> **Provided passage**:
* START *

# Sonivox and Pro Tools



## Delboy (Jun 26, 2020)

Can anyone offer help as getting nowhere with Sonivox support not AVID

We bought a few Sonivox products from JRR recently in their sale and have installed them onto my son's Mac and after a couple of hiccups with one product namely, Twist 2 we finally have them all working in Logic Pro and in Ableton - the 2 DAWs he mainly uses.
However, he does also have a working copy of Pro Tools upgraded to the latest version and although all the products are in the Preference Library listing they do not show up in the Audio folder nor does the Manufacturer name in the listing ... Izotope products do show along with others but no mention of Sonivox.

We have tried deleting the cache and restarting and the products do load during the start process .. well the names are mentioned as it goes through the scan list .. but they do not show when it opens.

We have updated Pro Tools with all relevant installs as far as those listed in our AVID account.

Anyone have any ideas about what else we need to do? to try rectify this. thks


----------



## Rob (Jun 26, 2020)

Don't have protools, but could it be that PT has blacklisted those Svox plugins? Does it even have a blacklist?


----------



## Delboy (Jun 26, 2020)

* END *

Excerpts from a point labeling dataset:
* START *

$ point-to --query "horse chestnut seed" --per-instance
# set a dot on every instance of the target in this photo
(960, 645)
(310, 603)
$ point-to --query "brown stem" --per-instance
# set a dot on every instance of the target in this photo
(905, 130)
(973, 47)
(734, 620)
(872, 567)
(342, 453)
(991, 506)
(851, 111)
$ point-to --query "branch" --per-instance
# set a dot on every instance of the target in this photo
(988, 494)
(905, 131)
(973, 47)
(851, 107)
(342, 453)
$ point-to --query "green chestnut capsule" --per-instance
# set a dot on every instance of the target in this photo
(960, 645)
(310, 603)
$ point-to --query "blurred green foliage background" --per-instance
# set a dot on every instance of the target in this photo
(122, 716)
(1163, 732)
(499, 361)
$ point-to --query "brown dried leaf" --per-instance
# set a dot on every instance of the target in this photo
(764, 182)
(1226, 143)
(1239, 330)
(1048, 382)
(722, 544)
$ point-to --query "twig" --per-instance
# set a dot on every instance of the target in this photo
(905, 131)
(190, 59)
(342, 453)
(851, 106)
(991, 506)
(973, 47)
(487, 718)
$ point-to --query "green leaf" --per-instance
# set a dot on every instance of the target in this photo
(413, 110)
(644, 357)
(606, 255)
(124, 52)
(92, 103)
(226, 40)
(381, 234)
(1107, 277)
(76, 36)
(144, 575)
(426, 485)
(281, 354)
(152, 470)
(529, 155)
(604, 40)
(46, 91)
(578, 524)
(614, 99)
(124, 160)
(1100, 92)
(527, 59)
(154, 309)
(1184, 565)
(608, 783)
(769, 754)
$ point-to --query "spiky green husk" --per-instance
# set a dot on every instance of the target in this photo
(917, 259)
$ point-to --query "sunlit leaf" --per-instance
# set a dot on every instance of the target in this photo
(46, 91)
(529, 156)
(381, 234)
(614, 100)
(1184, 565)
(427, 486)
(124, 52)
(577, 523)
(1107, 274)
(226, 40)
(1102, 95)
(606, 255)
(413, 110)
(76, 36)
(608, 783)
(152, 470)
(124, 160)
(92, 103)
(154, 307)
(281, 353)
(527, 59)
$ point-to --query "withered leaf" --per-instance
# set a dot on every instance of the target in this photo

* END *

> **Tasks to perform**:
A. From the forum thread on Sonivox and Pro Tools, list each action Delboy reports having taken while trying to get the Sonivox products to appear in Pro Tools.
B. Render this sentence from the forum thread into Spanish: "We have updated Pro Tools with all relevant installs as far as those listed in our AVID account."
C. Please echo the part of the forum thread that opens with the words containing "However, he does" and closes with "when it opens.".

> **Responses by task**:
A.
- Contacting Sonivox support
- Deleting the cache
- Restarting
- Updating Pro Tools with all relevant installs listed in the AVID account

B. Hemos actualizado Pro Tools con todas las instalaciones pertinentes, en la medida en que figuran en nuestra cuenta de AVID.

C.
However, he does also have a working copy of Pro Tools upgraded to the latest version and although all the products are in the Preference Library listing they do not show up in the Audio folder nor does the Manufacturer name in the listing ... Izotope products do show along with others but no mention of Sonivox.

We have tried deleting the cache and restarting and the products do load during the start process .. well the names are mentioned as it goes through the scan list .. but they do not show when it opens.